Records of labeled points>
::::::
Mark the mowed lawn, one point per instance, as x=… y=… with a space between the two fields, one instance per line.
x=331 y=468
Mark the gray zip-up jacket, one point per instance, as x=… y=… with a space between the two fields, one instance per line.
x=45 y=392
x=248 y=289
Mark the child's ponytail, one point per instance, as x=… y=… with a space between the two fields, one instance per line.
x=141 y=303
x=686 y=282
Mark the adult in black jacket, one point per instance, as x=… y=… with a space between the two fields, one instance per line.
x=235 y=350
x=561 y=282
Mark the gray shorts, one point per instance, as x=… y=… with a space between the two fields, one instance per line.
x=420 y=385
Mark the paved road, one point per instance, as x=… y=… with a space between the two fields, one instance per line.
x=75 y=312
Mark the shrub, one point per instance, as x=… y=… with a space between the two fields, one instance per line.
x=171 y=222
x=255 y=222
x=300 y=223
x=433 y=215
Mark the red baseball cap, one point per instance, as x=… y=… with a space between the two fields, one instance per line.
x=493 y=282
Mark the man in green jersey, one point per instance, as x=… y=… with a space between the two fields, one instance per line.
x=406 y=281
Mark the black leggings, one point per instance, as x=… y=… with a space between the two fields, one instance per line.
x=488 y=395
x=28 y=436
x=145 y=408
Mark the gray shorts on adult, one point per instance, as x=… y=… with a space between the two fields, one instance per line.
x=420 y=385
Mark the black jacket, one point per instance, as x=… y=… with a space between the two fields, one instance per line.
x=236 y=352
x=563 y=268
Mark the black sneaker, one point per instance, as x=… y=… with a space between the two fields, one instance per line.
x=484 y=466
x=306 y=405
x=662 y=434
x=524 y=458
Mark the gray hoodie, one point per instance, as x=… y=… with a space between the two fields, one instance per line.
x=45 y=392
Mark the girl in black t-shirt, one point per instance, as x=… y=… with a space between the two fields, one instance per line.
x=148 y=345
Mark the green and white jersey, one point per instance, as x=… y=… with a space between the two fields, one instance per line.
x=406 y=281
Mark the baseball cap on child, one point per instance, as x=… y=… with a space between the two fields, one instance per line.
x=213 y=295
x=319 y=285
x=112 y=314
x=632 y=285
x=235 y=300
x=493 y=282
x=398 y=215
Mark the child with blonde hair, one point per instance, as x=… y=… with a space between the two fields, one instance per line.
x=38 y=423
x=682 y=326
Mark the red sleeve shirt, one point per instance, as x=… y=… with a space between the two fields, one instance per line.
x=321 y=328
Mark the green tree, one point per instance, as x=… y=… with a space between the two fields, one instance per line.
::::::
EXERCISE BRIEF> Rewrite the records from the line containing "Mark the child with" through the line containing "x=321 y=328", replacing "blonde hair" with "curly hair" and leaving everything else as it is.

RESULT>
Mark the child with curly hair, one point per instance, as x=… y=… with a space between the two fields, one instance per line.
x=38 y=423
x=682 y=326
Mark the red sleeve shirt, one point per instance, as x=… y=… with a space between the two fields, one instance per line.
x=321 y=328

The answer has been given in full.